#### SOURCE EXTRACT:
□ □ □
ABSTRACT

What is human security? Philosophers have tried for centuries to define who we are. Alexander Pope’s message, “The proper study of mankind is man,” invites us to ask, what is man? Is he a biological creature, driven by appetites and fears for his survival? Is he a social creature, seeking safety and fulfillment in the embrace of collective existence? Or is he primarily a political animal, seeking power and domination at the expense of others? The present study postulates that he is comprised of all three, and his security consists of protections provided within these three layers of existence, which I term biological, social, and political. Man in the unit particular has built his essential humanity as individual (biological), person (social), and citizen (political) – each level of existence has an intrinsic set of protections which aggregate as “security.” We can perceive a fourth level of protection emerging in contemporary history, and its precursor was evident in great empires of the past. This fourth level of protection gives men a kind of global, or at least transnational, security. The Roman citizen, for example, could travel anywhere in the empire comfortable in knowledge that he enjoyed the protection of Rome’s law. Today, globalization promises similar transnational rights and protections, and is expressed in the growing body of international law and organizations. A minority is acquiring a self-defining status of “globizen,” meaning that their orientation transcends national concerns, and their protection is embedded in the new wave of internationalism. A fifth level of existence, giving moral and psychological (but not physical) security is spiritual or religious – the belief that human existence transcends the world of the material senses, and that we

have a higher nature. We can call this level soul, though we must leave it to theologians to define. Not having direct relevance to individual security, we exclude it from human security consideration.
□ □ □
[Point localization data]
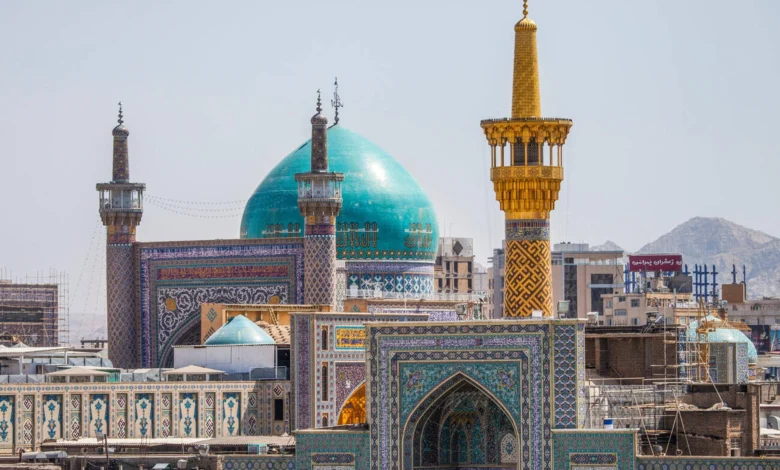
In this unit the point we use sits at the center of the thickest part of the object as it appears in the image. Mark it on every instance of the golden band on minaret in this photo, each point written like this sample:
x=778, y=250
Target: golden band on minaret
x=527, y=171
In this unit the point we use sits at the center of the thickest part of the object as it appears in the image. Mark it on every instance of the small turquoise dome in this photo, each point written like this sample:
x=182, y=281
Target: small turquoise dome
x=724, y=335
x=385, y=215
x=239, y=330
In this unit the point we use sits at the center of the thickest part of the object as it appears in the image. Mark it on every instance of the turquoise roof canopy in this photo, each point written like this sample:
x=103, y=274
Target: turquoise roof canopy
x=724, y=335
x=239, y=330
x=386, y=215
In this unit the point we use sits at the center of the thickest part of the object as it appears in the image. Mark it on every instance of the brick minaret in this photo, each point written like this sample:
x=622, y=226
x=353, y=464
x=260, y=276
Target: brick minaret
x=527, y=171
x=121, y=207
x=319, y=200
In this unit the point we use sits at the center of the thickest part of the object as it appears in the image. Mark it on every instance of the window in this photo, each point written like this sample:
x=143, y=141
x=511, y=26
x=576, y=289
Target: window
x=324, y=383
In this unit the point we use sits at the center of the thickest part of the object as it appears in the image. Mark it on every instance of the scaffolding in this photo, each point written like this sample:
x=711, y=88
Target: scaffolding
x=34, y=310
x=653, y=405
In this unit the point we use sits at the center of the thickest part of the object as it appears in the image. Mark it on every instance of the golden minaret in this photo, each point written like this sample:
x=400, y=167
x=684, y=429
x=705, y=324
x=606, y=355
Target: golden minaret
x=527, y=170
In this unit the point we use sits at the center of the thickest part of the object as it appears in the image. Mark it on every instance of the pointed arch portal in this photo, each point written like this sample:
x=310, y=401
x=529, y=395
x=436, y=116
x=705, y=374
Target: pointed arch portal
x=460, y=425
x=354, y=409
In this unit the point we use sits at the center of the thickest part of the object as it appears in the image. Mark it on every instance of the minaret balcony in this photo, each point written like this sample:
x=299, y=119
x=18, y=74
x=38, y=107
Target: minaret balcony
x=319, y=186
x=124, y=197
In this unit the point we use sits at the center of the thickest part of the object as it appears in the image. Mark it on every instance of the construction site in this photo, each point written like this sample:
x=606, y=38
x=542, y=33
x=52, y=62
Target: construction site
x=34, y=310
x=689, y=389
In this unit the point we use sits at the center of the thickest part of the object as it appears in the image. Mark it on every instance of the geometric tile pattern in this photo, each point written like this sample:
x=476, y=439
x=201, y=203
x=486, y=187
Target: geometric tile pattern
x=6, y=422
x=528, y=284
x=308, y=358
x=509, y=449
x=258, y=462
x=338, y=445
x=144, y=415
x=188, y=415
x=173, y=279
x=231, y=414
x=75, y=416
x=98, y=415
x=52, y=416
x=319, y=267
x=392, y=277
x=707, y=463
x=594, y=448
x=301, y=361
x=210, y=415
x=566, y=376
x=414, y=360
x=121, y=321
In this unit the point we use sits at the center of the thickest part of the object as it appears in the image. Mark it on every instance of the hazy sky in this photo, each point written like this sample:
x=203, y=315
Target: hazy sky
x=674, y=104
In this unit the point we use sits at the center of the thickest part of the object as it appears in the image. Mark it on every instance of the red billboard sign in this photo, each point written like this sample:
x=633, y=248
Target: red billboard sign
x=655, y=263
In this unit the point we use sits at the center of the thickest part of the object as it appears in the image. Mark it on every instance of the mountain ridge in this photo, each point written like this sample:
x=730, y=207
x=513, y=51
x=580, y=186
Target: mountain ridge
x=723, y=243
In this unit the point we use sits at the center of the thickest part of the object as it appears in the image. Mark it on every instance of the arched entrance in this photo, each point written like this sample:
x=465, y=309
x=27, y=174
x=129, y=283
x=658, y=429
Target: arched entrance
x=354, y=409
x=189, y=336
x=462, y=426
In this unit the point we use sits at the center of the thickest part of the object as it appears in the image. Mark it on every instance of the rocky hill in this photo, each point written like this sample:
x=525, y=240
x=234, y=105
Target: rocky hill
x=717, y=241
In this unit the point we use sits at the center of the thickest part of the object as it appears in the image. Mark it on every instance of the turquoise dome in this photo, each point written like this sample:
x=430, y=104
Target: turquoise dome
x=239, y=330
x=724, y=335
x=386, y=215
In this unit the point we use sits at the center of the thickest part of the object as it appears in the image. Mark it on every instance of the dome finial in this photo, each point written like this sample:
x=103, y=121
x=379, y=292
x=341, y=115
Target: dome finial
x=336, y=101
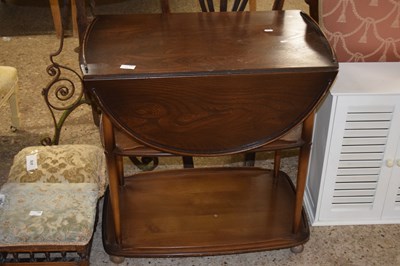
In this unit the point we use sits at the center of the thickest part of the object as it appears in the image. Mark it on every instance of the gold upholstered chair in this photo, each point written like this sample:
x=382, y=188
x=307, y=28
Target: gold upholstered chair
x=8, y=93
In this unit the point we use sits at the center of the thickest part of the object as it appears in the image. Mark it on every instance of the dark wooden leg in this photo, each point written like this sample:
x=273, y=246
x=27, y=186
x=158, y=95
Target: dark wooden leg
x=114, y=175
x=302, y=170
x=277, y=163
x=249, y=159
x=188, y=162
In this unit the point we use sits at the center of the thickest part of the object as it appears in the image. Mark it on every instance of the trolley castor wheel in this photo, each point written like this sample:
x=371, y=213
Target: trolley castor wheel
x=116, y=259
x=297, y=249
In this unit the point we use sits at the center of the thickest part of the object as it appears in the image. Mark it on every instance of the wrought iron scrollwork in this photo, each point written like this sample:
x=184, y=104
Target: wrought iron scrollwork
x=63, y=94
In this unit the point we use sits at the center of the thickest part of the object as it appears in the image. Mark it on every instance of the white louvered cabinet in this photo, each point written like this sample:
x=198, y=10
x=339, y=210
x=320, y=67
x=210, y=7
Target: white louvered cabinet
x=354, y=171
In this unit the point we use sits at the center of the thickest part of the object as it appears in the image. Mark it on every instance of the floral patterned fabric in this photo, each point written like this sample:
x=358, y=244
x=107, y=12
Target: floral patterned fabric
x=68, y=213
x=61, y=164
x=362, y=30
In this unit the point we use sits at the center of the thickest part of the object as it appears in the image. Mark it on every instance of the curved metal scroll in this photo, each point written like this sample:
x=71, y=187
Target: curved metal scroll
x=63, y=94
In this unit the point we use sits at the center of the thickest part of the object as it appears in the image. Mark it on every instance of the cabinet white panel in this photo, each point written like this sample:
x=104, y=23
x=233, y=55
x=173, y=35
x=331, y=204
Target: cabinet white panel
x=354, y=176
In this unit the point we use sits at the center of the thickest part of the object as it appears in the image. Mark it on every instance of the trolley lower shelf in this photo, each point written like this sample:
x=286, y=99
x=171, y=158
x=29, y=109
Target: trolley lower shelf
x=207, y=211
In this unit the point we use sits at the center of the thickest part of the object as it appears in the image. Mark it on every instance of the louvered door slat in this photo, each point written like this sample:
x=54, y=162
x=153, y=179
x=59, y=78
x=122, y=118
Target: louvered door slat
x=366, y=133
x=357, y=178
x=361, y=156
x=376, y=156
x=365, y=141
x=368, y=125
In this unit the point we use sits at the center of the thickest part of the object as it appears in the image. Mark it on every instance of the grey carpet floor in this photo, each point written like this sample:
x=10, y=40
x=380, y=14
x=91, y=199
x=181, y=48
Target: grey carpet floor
x=331, y=245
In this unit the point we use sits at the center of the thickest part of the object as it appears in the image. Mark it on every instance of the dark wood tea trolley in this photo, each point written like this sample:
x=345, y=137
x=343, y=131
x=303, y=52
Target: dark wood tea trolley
x=205, y=84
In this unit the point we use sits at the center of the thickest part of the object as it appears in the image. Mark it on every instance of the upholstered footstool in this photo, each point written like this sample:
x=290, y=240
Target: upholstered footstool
x=49, y=213
x=8, y=92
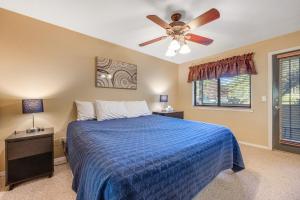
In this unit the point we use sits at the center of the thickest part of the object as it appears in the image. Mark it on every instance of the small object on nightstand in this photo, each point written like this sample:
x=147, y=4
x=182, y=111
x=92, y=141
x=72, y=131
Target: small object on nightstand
x=28, y=156
x=176, y=114
x=32, y=106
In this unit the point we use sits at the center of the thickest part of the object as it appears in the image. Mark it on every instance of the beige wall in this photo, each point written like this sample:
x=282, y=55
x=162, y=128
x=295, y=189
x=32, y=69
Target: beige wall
x=250, y=127
x=39, y=60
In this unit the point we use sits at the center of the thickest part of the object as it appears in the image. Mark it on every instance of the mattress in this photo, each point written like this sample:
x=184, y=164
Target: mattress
x=149, y=157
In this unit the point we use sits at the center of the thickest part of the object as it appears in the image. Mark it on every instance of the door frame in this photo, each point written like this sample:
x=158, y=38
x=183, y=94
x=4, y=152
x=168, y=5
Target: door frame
x=270, y=91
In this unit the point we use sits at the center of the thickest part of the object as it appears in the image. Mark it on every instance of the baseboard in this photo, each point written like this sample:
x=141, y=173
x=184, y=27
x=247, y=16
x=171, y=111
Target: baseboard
x=255, y=145
x=57, y=161
x=60, y=160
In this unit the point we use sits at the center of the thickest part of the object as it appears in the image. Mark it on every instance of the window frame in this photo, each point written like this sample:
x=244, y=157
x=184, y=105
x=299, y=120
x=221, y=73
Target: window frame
x=218, y=105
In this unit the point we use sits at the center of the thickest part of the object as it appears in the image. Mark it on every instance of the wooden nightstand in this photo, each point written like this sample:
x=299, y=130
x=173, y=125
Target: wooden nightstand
x=176, y=114
x=28, y=155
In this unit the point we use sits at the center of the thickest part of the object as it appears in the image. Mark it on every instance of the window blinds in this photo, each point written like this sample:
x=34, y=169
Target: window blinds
x=289, y=91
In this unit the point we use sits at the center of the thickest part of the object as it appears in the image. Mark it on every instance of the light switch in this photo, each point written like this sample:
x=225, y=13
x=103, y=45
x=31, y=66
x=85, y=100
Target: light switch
x=263, y=98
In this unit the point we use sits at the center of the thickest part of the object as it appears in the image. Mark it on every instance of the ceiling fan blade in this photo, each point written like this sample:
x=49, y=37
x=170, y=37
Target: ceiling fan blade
x=157, y=20
x=152, y=41
x=205, y=18
x=198, y=39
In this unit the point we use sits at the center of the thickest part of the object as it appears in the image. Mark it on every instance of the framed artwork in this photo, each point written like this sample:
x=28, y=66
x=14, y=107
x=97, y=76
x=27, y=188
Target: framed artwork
x=115, y=74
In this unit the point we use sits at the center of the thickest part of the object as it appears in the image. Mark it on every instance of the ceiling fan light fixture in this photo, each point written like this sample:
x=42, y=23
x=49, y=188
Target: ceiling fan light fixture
x=185, y=49
x=170, y=53
x=174, y=45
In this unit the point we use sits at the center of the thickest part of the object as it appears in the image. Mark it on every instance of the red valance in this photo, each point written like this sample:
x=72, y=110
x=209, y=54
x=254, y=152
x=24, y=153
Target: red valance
x=227, y=67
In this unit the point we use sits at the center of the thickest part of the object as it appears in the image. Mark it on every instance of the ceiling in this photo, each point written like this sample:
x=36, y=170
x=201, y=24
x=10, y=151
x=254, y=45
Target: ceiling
x=124, y=22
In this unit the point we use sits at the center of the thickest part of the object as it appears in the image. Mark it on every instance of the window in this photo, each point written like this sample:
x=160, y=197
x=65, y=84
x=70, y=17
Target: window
x=224, y=92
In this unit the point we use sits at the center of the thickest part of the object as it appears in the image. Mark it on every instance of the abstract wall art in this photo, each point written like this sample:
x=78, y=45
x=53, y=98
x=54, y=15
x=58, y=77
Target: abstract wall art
x=115, y=74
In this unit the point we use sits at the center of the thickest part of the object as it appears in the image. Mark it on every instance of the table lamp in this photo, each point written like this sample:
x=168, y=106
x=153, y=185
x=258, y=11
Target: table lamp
x=32, y=106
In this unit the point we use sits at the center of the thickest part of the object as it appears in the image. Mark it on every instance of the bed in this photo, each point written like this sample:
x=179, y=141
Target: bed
x=149, y=157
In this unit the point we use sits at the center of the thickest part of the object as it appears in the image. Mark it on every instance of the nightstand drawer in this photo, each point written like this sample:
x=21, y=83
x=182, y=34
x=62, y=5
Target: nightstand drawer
x=25, y=148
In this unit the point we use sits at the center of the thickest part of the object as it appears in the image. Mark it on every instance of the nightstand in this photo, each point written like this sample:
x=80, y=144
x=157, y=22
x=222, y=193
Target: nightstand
x=28, y=155
x=175, y=114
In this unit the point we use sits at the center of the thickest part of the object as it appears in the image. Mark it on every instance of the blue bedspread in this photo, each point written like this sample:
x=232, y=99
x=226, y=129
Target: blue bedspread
x=150, y=157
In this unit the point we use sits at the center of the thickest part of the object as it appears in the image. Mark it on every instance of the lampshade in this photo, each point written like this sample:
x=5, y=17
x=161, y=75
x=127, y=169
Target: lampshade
x=32, y=105
x=163, y=98
x=170, y=53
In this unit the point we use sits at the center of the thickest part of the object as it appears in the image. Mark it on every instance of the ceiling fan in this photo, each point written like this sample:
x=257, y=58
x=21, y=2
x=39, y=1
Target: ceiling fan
x=180, y=31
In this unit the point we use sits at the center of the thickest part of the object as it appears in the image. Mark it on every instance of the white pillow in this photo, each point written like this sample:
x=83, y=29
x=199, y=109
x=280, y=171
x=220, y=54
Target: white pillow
x=85, y=110
x=110, y=110
x=137, y=108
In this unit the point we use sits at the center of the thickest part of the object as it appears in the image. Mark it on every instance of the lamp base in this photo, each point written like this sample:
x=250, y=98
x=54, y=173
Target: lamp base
x=33, y=130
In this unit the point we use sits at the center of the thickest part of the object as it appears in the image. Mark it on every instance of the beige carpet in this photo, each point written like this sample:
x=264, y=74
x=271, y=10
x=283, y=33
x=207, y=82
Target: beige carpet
x=270, y=175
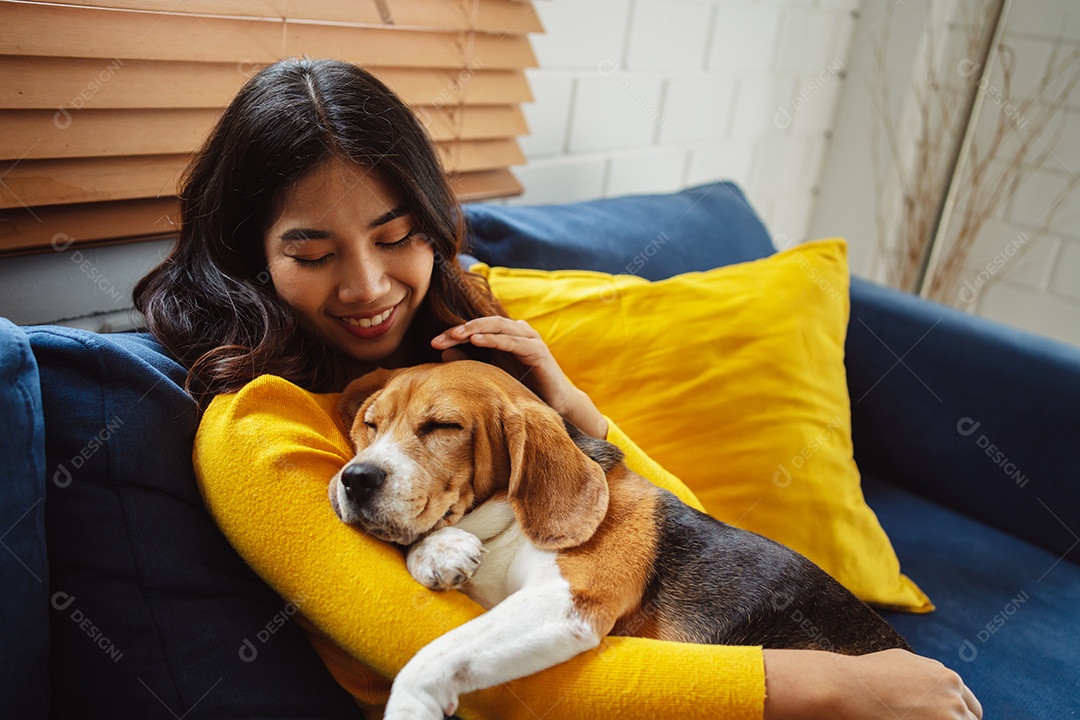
□ □ □
#### REQUIRED WORK:
In the human security abstract, what term is given to the minority whose orientation transcends national concerns?

#### TASK RESPONSE:
Globizen